**WORK TO COMPLETE**. Transcribe the entries below exactly.

**INFORMATION GIVEN**.
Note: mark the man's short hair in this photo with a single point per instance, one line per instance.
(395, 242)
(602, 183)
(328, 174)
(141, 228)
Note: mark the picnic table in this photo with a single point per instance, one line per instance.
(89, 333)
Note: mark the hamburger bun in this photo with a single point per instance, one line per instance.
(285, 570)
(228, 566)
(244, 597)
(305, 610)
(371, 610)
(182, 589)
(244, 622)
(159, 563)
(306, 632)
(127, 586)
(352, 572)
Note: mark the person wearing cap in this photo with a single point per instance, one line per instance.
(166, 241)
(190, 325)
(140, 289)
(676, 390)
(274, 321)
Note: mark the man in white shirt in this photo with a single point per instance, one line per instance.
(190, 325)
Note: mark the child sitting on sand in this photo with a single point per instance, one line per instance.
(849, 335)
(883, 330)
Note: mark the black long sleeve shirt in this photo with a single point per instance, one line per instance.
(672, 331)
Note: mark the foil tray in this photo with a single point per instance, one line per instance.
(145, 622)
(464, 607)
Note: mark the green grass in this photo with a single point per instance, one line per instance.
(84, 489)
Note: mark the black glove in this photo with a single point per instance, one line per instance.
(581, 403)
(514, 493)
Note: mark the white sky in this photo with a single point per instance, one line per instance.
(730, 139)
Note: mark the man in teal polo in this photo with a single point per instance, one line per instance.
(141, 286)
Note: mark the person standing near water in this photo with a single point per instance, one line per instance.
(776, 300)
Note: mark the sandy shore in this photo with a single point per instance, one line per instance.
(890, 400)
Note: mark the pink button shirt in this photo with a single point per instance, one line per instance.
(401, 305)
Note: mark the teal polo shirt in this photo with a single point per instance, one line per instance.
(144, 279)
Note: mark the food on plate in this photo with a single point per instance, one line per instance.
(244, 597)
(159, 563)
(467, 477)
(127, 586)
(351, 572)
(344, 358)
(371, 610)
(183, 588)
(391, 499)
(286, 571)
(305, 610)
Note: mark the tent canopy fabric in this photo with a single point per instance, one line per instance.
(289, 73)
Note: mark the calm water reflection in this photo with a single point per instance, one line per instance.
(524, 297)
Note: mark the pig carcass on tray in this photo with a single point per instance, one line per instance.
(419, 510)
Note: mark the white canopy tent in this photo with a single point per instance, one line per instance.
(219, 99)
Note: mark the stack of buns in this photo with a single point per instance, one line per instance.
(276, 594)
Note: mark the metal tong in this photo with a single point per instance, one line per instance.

**TASK ANSWER**.
Note: mark the man's short hair in this photo with a single point per instance, one line per instance.
(395, 242)
(602, 183)
(328, 174)
(141, 228)
Note: mark the picnic table in this photo with a single point per instance, one line per instance.
(89, 333)
Note: mark the hamburger bun in this photo with a single point per instance, one line per instance.
(285, 570)
(228, 566)
(244, 597)
(305, 610)
(371, 610)
(182, 589)
(244, 622)
(159, 563)
(306, 632)
(127, 586)
(352, 572)
Note: mark the person wearing cap in this photo with a single point per instance, one line per instance.
(166, 241)
(190, 325)
(140, 289)
(676, 390)
(274, 321)
Note: mark the man in white shirt in this photo with a single point per instance, one line per instance.
(190, 325)
Note: mark the child sitting on sand in this photo with a single point per instance, one line per instance.
(849, 335)
(883, 330)
Note: mark the black long sleeve shirt in this photo with a single point per instance, one line per instance.
(672, 331)
Note: mark the foil tray in this photo with a single point per instance, one line per instance.
(145, 622)
(464, 607)
Note: mark the green grass in this photo with a single point per instance, one line per instance.
(84, 489)
Note: mark the black glove in this photo with a single point per instance, one line per instance.
(581, 403)
(514, 493)
Note: mark the white sky in this photo with a single point per instance, one line per instance.
(730, 139)
Note: mark the man in teal polo in this photo with a single point per instance, one line per instance.
(141, 286)
Note: mark the person standing near water in this photo with a single point per instance, one line per instance.
(776, 300)
Note: mark the sandy shore in this photo with a single point per instance, one line per instance.
(890, 400)
Note: mark the pink button shirt in this photo with a single point per instance, one line per instance.
(401, 305)
Note: mark the teal polo shirt in this photo with a single point per instance, one line per instance.
(144, 279)
Note: mark the food on plate in this photo with a single point per instance, one line per instance.
(244, 597)
(159, 563)
(467, 477)
(127, 586)
(351, 572)
(344, 358)
(371, 610)
(183, 588)
(391, 499)
(286, 571)
(305, 610)
Note: mark the tent canopy fabric in this photo with a single point per instance, one line per instance.
(289, 73)
Note: mark the calm water reflection in this photo with a single point per instance, one line per instance.
(524, 297)
Note: mark the pig carcass on tray in this photo with a single point per instance, one line per instance.
(419, 510)
Note: mark the white canopy tent in this photo with a single point per instance, one line per instance.
(219, 99)
Note: mark the stack of buns in this photo with a single point per instance, one line per instance.
(276, 594)
Note: mark the metal tong in this photo with a single point per instance, one line per instance.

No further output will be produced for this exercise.